- To be done
Which lines in the records below contain the string "Please"? Copy each of those lines in full, matching the string case-sensitively.

- Listing
start

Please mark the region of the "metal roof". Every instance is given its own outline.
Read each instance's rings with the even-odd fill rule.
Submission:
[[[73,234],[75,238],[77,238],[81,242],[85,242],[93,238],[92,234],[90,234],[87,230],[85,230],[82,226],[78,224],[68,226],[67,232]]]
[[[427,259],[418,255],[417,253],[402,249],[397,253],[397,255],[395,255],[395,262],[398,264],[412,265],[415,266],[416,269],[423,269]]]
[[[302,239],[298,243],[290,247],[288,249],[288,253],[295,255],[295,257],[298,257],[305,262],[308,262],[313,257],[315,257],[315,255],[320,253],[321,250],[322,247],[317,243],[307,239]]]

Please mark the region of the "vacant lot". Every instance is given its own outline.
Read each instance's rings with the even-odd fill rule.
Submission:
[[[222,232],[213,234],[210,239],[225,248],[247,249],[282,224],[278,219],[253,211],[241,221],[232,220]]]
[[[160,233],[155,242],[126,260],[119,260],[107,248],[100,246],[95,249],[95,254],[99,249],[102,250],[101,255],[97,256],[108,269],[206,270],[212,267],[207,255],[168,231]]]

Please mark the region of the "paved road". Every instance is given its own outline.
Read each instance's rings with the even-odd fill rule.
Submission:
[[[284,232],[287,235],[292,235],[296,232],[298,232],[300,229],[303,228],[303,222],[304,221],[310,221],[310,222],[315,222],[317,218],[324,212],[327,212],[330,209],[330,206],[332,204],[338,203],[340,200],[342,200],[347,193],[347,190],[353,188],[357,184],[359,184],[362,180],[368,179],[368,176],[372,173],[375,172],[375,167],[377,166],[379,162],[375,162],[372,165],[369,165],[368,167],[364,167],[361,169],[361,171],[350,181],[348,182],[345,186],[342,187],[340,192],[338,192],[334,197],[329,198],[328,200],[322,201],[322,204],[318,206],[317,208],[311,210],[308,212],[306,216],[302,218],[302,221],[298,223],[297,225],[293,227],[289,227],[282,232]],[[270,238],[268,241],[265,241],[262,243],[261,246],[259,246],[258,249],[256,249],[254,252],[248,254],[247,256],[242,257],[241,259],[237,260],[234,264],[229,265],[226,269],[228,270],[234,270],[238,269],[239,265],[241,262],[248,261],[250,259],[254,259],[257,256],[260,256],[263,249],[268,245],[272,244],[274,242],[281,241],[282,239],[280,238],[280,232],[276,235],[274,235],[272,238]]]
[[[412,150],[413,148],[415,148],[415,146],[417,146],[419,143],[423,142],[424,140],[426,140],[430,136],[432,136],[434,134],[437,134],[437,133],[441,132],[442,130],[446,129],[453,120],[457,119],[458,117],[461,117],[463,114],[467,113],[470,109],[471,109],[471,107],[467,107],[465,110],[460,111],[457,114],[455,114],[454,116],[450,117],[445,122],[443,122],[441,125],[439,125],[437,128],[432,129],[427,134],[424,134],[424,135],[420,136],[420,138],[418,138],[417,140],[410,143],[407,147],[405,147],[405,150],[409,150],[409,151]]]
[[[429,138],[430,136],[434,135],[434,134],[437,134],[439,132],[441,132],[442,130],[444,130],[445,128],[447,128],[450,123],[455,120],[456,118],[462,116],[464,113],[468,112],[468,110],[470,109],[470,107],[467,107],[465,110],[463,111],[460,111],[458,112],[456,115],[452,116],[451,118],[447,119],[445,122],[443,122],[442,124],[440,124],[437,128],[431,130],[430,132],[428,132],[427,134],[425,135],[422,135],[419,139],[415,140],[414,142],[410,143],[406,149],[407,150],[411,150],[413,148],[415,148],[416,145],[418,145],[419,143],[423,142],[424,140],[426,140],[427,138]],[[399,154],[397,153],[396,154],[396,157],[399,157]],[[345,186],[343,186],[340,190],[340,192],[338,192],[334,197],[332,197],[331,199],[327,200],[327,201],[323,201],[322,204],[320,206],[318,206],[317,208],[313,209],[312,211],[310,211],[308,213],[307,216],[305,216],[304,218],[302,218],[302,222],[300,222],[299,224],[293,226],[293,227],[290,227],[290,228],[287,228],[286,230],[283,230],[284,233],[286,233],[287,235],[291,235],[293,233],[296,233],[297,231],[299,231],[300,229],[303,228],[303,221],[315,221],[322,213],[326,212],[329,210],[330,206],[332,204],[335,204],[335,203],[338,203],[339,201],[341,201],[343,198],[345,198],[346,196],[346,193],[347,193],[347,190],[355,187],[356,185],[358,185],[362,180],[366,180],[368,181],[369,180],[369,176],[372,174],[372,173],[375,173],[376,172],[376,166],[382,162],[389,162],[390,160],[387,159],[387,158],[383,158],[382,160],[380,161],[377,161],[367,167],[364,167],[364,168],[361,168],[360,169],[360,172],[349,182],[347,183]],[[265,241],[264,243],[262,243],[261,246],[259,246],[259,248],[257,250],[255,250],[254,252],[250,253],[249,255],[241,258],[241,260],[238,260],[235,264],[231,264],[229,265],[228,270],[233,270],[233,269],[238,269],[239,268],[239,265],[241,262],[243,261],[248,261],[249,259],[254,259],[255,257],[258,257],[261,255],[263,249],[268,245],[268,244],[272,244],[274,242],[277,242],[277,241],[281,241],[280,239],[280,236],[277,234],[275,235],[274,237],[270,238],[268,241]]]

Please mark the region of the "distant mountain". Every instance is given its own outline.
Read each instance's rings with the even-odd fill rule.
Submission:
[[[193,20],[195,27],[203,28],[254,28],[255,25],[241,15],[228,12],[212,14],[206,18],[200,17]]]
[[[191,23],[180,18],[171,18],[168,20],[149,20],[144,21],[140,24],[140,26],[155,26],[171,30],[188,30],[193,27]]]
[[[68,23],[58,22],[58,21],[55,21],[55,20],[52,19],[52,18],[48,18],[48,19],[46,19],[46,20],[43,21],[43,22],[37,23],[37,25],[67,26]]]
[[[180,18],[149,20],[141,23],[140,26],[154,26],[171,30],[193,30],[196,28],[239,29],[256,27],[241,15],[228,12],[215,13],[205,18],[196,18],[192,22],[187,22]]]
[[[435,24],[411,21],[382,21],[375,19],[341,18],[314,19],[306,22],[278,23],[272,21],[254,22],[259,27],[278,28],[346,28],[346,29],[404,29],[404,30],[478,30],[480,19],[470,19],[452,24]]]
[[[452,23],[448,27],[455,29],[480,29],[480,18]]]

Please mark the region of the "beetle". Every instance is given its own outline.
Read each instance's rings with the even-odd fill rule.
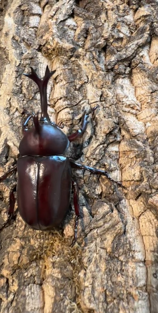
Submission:
[[[50,77],[55,72],[47,66],[44,77],[41,79],[32,67],[31,73],[24,75],[33,80],[40,91],[41,115],[29,115],[22,127],[23,136],[19,147],[19,157],[16,165],[0,178],[0,182],[17,171],[17,199],[18,209],[23,220],[35,229],[45,231],[58,227],[69,209],[72,190],[75,213],[73,246],[77,238],[77,226],[81,217],[79,189],[72,178],[71,168],[83,169],[94,174],[106,176],[112,182],[124,187],[121,183],[109,176],[106,171],[76,163],[65,156],[70,142],[82,137],[86,129],[90,113],[84,113],[80,129],[67,136],[61,130],[63,125],[51,122],[47,112],[47,87]],[[34,125],[28,129],[29,121]],[[1,230],[14,217],[14,189],[10,191],[7,220]]]

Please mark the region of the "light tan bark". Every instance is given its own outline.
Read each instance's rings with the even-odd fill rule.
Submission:
[[[48,64],[56,71],[48,113],[65,132],[78,129],[83,111],[99,105],[68,155],[106,169],[127,190],[74,171],[83,218],[73,249],[73,210],[64,236],[32,230],[18,214],[0,234],[1,312],[156,313],[157,2],[3,4],[0,175],[17,158],[23,108],[39,109],[37,89],[22,74],[32,66],[42,76]],[[1,224],[16,182],[15,175],[1,184]]]

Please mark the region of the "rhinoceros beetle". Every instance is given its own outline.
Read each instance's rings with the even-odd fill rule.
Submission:
[[[87,170],[94,174],[105,175],[112,182],[123,187],[121,182],[111,178],[105,171],[93,168],[76,163],[65,156],[70,142],[82,137],[86,129],[88,117],[98,107],[89,113],[83,113],[80,129],[67,136],[61,130],[63,126],[51,121],[47,113],[47,87],[49,79],[55,72],[47,66],[45,76],[41,79],[32,68],[31,74],[24,74],[32,80],[39,88],[41,113],[33,112],[27,118],[23,126],[23,137],[20,144],[17,163],[0,178],[0,182],[17,171],[17,205],[24,221],[35,229],[47,230],[58,227],[69,210],[71,193],[74,192],[76,214],[73,246],[77,239],[77,226],[81,214],[79,190],[72,179],[71,168]],[[28,129],[29,121],[33,119],[34,125]],[[15,188],[10,192],[8,217],[0,228],[1,230],[14,217]]]

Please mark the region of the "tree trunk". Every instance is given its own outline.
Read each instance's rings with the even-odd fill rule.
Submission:
[[[79,129],[84,111],[99,105],[67,155],[107,170],[127,187],[73,170],[83,215],[73,248],[72,198],[64,233],[32,229],[18,213],[0,234],[1,312],[156,313],[157,2],[0,5],[0,175],[18,157],[24,109],[40,109],[37,87],[22,74],[31,66],[42,77],[48,64],[56,70],[48,113],[65,133]],[[1,225],[17,180],[14,174],[1,184]]]

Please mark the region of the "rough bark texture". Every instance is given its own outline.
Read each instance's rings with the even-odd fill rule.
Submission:
[[[37,88],[22,74],[32,66],[42,76],[48,64],[56,70],[49,113],[66,133],[99,105],[68,155],[127,188],[74,170],[83,217],[73,248],[73,205],[64,234],[32,230],[18,213],[0,234],[1,312],[157,312],[157,1],[0,5],[0,175],[16,162],[24,108],[39,109]],[[16,182],[1,184],[1,224]]]

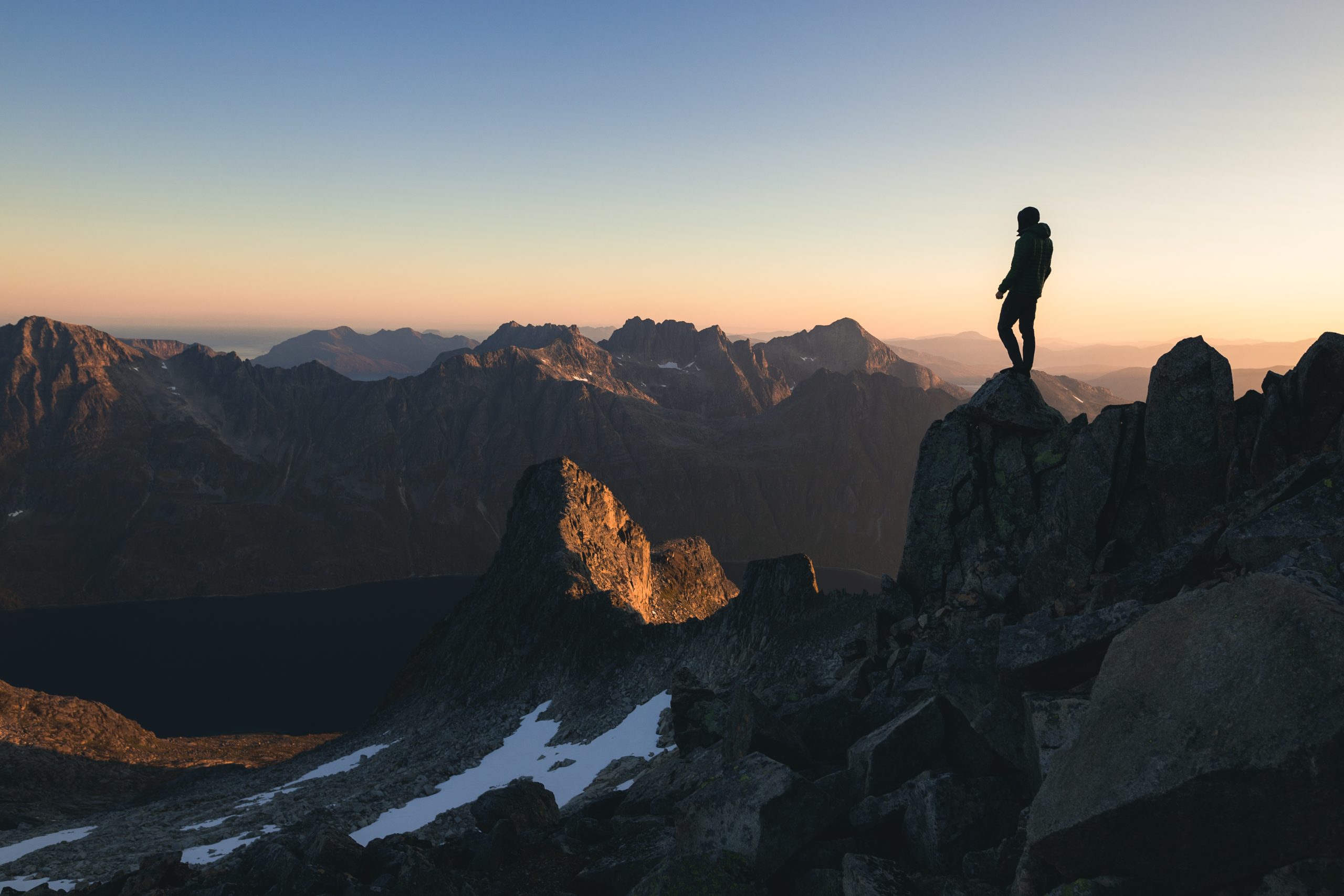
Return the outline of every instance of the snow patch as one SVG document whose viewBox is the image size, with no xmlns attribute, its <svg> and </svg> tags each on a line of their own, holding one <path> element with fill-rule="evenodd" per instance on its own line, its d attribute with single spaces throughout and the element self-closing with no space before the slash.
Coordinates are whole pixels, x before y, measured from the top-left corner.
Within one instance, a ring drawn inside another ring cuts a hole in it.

end

- Response
Please mark the region of the "metal roof". Every instance is given its own outline.
Please mark the region of the "vacant lot". Every instance is given its own outline.
Please mark the region of the "paved road". Every instance is given its own outline.
Please mark the region of the "distant mountain". Every instance is given its own outline.
Please mark the region of the "beetle". Every instance is given its own outline.
Please mark the region of the "light tan bark". Every instance is given its own outline.
Please mark the region of the "rhinoceros beetle". Every instance is given its own outline.
Please mark the region of the "tree trunk". Every instance is given its own outline.
Please mark the region of the "rough bark texture". Every instance is given its own outline.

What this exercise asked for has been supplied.